● **Directions**
From the data below, return the exact lines starting at the line containing "Target: light fixture" and ending at the line containing "Target: glass roof", both included, and nothing else.

•••••

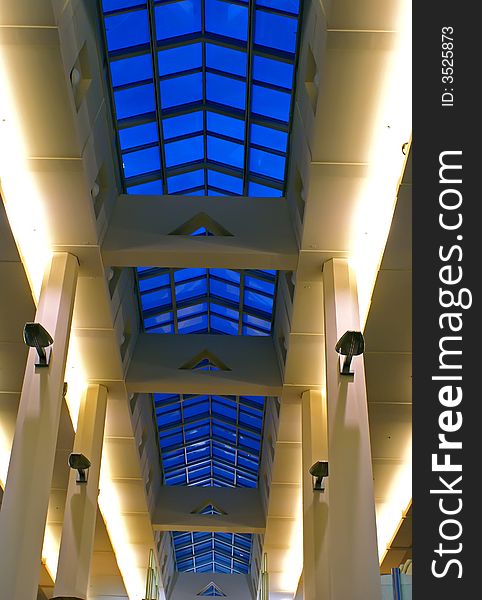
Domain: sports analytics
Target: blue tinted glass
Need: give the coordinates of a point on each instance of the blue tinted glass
(271, 103)
(127, 30)
(181, 90)
(160, 297)
(273, 71)
(141, 161)
(226, 152)
(184, 151)
(227, 19)
(267, 164)
(291, 6)
(110, 5)
(224, 90)
(223, 325)
(130, 70)
(226, 60)
(175, 126)
(178, 18)
(181, 58)
(135, 101)
(151, 187)
(226, 182)
(263, 191)
(275, 31)
(228, 126)
(271, 138)
(153, 282)
(258, 301)
(138, 136)
(224, 290)
(176, 183)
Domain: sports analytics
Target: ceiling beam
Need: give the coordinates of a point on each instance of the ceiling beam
(176, 509)
(140, 233)
(157, 362)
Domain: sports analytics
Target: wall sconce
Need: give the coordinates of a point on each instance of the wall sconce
(349, 345)
(35, 336)
(81, 463)
(318, 471)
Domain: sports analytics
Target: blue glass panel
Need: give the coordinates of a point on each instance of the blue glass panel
(291, 6)
(263, 191)
(227, 19)
(226, 152)
(224, 90)
(184, 151)
(259, 284)
(130, 70)
(151, 283)
(185, 181)
(271, 138)
(178, 18)
(224, 125)
(223, 325)
(138, 136)
(155, 299)
(181, 90)
(229, 313)
(151, 187)
(127, 30)
(135, 101)
(226, 59)
(271, 103)
(275, 31)
(271, 71)
(181, 58)
(185, 274)
(182, 125)
(141, 161)
(258, 301)
(267, 164)
(110, 5)
(226, 182)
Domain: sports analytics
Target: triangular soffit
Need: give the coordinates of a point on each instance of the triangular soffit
(201, 225)
(205, 361)
(211, 590)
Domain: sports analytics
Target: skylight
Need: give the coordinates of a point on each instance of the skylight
(221, 301)
(202, 93)
(210, 441)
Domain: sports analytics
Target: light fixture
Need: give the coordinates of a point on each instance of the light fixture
(319, 471)
(349, 345)
(82, 464)
(39, 338)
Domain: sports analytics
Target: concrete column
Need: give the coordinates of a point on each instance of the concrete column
(25, 501)
(316, 580)
(78, 530)
(352, 540)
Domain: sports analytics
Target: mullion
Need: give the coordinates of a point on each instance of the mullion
(157, 92)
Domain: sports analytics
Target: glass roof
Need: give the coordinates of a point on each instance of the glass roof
(202, 93)
(210, 441)
(221, 301)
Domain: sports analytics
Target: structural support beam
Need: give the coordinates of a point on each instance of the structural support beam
(316, 579)
(78, 530)
(178, 507)
(159, 365)
(25, 501)
(352, 540)
(148, 230)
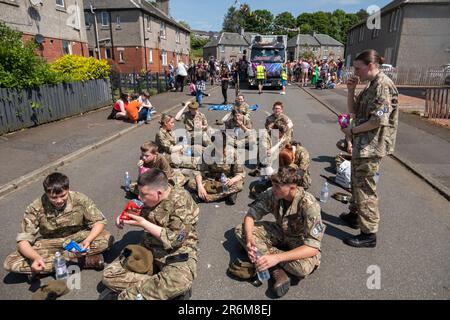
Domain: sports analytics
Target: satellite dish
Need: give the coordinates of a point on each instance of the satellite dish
(36, 2)
(39, 38)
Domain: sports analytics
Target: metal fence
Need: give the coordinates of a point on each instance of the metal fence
(152, 82)
(437, 103)
(31, 107)
(411, 76)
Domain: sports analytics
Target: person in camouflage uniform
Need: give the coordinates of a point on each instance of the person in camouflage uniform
(169, 219)
(207, 187)
(278, 109)
(373, 136)
(167, 145)
(292, 243)
(50, 222)
(195, 124)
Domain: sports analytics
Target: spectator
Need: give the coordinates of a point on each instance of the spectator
(120, 107)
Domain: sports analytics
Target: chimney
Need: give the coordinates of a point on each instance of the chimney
(163, 5)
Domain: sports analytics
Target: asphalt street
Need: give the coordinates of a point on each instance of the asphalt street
(413, 243)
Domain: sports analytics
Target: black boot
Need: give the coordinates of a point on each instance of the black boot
(363, 240)
(351, 219)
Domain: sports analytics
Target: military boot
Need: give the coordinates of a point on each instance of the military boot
(351, 219)
(363, 240)
(92, 262)
(281, 282)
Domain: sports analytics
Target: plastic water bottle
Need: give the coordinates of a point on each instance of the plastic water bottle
(262, 275)
(377, 177)
(60, 266)
(223, 179)
(324, 193)
(127, 181)
(139, 297)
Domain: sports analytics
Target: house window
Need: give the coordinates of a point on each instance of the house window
(164, 57)
(67, 48)
(361, 34)
(163, 30)
(105, 19)
(121, 56)
(149, 23)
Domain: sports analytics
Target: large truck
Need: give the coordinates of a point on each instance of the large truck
(271, 51)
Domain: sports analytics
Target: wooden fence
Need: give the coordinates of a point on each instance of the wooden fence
(410, 76)
(31, 107)
(437, 103)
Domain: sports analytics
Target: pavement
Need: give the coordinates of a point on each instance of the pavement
(34, 152)
(421, 145)
(413, 247)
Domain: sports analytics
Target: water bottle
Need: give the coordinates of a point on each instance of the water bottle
(262, 275)
(127, 181)
(139, 297)
(377, 177)
(60, 266)
(223, 179)
(324, 193)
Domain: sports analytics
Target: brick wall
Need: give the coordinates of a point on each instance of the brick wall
(52, 48)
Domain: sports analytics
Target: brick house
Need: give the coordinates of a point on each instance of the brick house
(413, 34)
(322, 45)
(56, 25)
(135, 35)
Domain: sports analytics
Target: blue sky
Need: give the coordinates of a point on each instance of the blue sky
(208, 15)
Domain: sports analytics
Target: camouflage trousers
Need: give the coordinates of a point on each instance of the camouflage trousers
(171, 281)
(47, 248)
(364, 201)
(269, 239)
(213, 197)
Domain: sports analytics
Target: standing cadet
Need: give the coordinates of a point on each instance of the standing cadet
(50, 222)
(293, 242)
(169, 219)
(260, 76)
(373, 136)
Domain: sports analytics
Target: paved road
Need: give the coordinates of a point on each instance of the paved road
(412, 253)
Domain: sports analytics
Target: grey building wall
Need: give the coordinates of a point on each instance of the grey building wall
(425, 37)
(49, 20)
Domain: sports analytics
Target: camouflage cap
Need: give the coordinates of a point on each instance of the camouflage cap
(137, 258)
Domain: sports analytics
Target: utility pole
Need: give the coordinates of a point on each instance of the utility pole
(99, 55)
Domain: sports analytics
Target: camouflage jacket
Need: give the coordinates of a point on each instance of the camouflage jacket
(377, 103)
(301, 219)
(165, 140)
(189, 121)
(41, 218)
(177, 216)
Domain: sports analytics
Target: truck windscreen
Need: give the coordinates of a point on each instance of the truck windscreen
(268, 55)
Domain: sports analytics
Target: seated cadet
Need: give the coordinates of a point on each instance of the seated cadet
(272, 151)
(277, 114)
(207, 185)
(169, 219)
(239, 105)
(50, 222)
(292, 243)
(195, 124)
(167, 145)
(151, 158)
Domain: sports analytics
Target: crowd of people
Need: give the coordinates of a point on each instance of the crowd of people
(175, 177)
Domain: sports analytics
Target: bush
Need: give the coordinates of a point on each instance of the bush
(19, 65)
(78, 68)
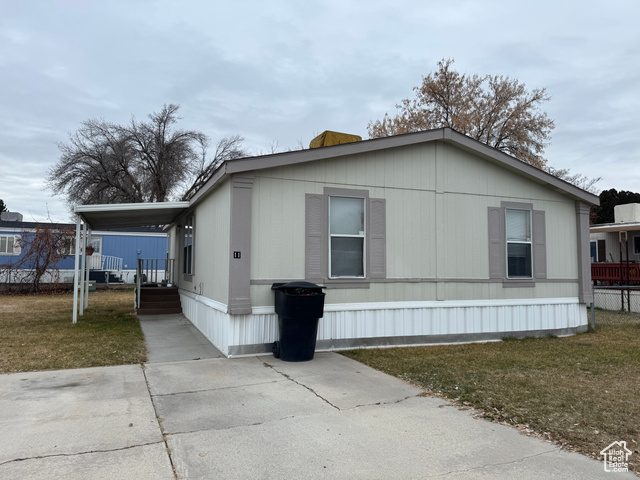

•••••

● **The completed task**
Target: light fixture
Need: give the coordinates of a point on each instance of the light fixture
(319, 471)
(349, 345)
(82, 464)
(39, 338)
Domain: sports analytics
Target: concrete column
Need: give the coordinates of a point on each instance of the concrete column
(25, 501)
(316, 580)
(78, 530)
(352, 540)
Domain: sports analytics
Target: mullion
Need: give the coordinates of a point on each instance of the mullion
(157, 92)
Domain: sports analytics
Target: glass roof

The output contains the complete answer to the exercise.